* **YOUR TASK**:
Reproduce the rows starting at the line containing "task: outline the river thames" and ending at the line containing "256 140 L 238", substituting "image" for "photo" and changing nothing else.

— START ENTRIES SHOWN —

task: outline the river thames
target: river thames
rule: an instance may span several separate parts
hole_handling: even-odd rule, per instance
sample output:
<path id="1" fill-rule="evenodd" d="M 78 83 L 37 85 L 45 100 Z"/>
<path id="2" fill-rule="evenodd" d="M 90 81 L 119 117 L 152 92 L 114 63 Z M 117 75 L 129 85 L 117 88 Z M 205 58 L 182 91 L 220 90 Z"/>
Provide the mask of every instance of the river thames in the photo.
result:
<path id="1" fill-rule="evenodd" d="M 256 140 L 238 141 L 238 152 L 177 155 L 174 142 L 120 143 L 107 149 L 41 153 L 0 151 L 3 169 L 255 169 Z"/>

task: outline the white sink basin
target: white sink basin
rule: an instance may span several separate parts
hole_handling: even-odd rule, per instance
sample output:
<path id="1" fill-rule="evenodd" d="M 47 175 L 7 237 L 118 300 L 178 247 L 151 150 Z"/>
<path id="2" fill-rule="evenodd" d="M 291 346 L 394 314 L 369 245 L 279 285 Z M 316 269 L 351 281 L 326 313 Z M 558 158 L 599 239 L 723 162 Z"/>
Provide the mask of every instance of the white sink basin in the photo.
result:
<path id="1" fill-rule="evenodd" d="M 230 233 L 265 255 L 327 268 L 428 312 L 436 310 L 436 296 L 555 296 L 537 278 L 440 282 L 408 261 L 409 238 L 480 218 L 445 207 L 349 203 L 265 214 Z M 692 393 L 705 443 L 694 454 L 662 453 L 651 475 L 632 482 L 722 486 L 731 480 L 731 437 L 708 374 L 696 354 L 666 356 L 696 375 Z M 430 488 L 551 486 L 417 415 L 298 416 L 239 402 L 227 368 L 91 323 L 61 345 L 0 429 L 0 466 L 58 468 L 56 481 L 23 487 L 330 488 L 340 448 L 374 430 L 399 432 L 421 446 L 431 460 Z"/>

— END ENTRIES SHOWN —
— START ENTRIES SHOWN —

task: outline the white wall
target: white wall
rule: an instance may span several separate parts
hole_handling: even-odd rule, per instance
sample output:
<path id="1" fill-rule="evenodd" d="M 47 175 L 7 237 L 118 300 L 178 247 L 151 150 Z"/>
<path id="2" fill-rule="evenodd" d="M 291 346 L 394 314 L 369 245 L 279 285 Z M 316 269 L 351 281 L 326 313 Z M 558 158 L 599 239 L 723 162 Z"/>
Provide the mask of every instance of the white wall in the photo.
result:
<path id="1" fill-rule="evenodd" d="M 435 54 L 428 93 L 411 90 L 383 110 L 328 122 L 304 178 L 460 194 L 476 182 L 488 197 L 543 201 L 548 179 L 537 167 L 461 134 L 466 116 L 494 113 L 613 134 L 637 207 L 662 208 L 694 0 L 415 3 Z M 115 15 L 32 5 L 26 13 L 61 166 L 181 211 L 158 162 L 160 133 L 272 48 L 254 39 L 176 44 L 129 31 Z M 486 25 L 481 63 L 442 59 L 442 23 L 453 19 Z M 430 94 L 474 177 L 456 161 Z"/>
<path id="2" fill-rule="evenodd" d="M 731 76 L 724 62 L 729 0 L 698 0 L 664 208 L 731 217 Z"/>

— END ENTRIES SHOWN —

* **RESULT OF THE EXERCISE**:
task: outline the river thames
target: river thames
rule: an instance may span several separate parts
hole_handling: even-odd rule, per instance
sample output:
<path id="1" fill-rule="evenodd" d="M 78 83 L 37 85 L 45 100 Z"/>
<path id="2" fill-rule="evenodd" d="M 90 81 L 119 117 L 152 92 L 114 63 Z M 117 75 L 129 85 L 117 88 Z M 205 58 L 182 91 L 220 90 Z"/>
Provide the mask of every instance of the river thames in the image.
result:
<path id="1" fill-rule="evenodd" d="M 256 140 L 238 141 L 238 152 L 177 155 L 174 142 L 120 143 L 107 149 L 41 153 L 0 151 L 3 169 L 255 169 Z"/>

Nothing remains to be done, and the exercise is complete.